TASK REQUIREMENTS> Retype every one of the lines below without any changes, leaving the pictures out of your answer.

RECORDS FOR THE EXERCISE>

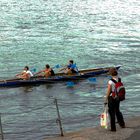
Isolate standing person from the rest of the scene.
[105,68,125,131]
[35,64,55,78]
[16,66,33,80]
[60,60,78,74]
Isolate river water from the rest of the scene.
[0,0,140,140]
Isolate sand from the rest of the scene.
[45,117,140,140]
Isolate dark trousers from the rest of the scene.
[108,96,125,131]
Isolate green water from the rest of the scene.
[0,0,140,140]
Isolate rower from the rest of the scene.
[60,60,78,75]
[35,64,55,78]
[16,66,33,80]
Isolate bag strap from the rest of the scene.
[110,79,117,84]
[110,78,121,84]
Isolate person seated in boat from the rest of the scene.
[60,60,78,74]
[16,66,33,80]
[35,64,55,78]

OUTPUT>
Isolate standing person from the rest of the scene.
[105,68,125,131]
[35,64,55,78]
[16,66,33,80]
[60,60,78,74]
Isolate river water from the rest of the scene.
[0,0,140,140]
Isolate sand from the rest of the scene.
[45,117,140,140]
Isolate dark trousers from the rest of the scene.
[108,96,125,131]
Isolate green water from the rest of the scene.
[0,0,140,140]
Isolate rower from the rest of the scene.
[60,60,78,75]
[35,64,55,78]
[16,66,33,80]
Isolate bag strap from the rest of the scene.
[110,79,117,84]
[110,78,121,84]
Isolate person seated in boat from the rest of the scene.
[60,60,78,74]
[16,66,33,80]
[35,64,55,78]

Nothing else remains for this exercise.